- [WHAT YOU SHOULD DO] The entries shown below should be output exactly as they appear.

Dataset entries
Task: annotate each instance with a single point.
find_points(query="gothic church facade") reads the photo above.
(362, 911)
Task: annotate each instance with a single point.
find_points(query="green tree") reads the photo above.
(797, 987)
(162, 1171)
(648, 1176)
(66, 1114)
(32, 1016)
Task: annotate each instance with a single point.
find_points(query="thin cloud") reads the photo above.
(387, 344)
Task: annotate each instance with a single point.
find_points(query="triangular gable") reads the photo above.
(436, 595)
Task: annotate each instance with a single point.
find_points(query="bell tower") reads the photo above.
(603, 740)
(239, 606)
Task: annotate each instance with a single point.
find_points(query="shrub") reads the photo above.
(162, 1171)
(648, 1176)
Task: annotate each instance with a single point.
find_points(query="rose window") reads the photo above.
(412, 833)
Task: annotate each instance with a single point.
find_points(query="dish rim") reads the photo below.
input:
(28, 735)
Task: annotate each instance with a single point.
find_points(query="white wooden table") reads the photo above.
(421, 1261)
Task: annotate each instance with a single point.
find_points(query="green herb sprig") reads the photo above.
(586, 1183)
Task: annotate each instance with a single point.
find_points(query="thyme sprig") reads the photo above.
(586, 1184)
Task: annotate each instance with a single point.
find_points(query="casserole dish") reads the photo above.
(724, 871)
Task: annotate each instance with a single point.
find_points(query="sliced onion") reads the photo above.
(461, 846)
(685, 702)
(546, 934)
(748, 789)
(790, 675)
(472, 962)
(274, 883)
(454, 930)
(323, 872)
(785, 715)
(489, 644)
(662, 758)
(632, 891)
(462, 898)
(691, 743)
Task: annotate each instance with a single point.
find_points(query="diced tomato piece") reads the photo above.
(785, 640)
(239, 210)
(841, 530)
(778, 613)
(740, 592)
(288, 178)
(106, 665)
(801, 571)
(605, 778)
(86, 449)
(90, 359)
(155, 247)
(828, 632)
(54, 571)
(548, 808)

- [SOLUTION TO THIS PROBLEM]
Task: annotate each instance with a single point.
find_points(query="gothic church facade") reads the photo above.
(362, 911)
Task: annotate each instance with a single point.
find_points(query="green tree") reads the photo above.
(797, 987)
(162, 1171)
(648, 1176)
(66, 1114)
(32, 1016)
Task: annotate each instance with a single point.
find_points(query="thin cloud") reads the photo above.
(387, 344)
Task: annotate each instance with a single point.
find_points(query="triangular gable") reads the photo above.
(436, 595)
Task: annotate each instance with a single point.
find_points(query="bell tower") reads the photo above.
(603, 740)
(239, 606)
Task: annotate each instance with a single point.
find_points(query="shrub") reads the photo above.
(162, 1171)
(648, 1176)
Task: annotate each instance with a single point.
find_points(query="rose window") reads the photo above.
(412, 833)
Task: annotate each instance with a single point.
find_points(query="dish rim") reads the photo below.
input:
(28, 735)
Task: annotate each instance with a single point.
find_points(query="white wooden table") reads the photo above.
(421, 1261)
Task: annotate each instance with a single point.
find_points(query="green herb sprig") reads the photo above.
(586, 1183)
Task: annotate each instance with a single point.
find_points(query="thyme sprig") reads the photo above.
(586, 1184)
Task: annotate each instance with a single point.
find_points(query="casserole dish") reads the photo above.
(724, 871)
Task: annotate each instance with a single point.
find_points(query="sliced onion") reads the photo above.
(461, 846)
(685, 702)
(546, 934)
(748, 789)
(790, 675)
(472, 962)
(274, 883)
(454, 930)
(323, 872)
(785, 715)
(489, 644)
(662, 758)
(632, 891)
(462, 898)
(691, 743)
Task: annotate each instance with a single point.
find_points(query="diced tomato piece") reads the photo above.
(785, 640)
(239, 210)
(841, 530)
(778, 613)
(740, 592)
(288, 178)
(106, 665)
(801, 571)
(605, 778)
(86, 449)
(90, 359)
(155, 247)
(828, 632)
(54, 571)
(548, 808)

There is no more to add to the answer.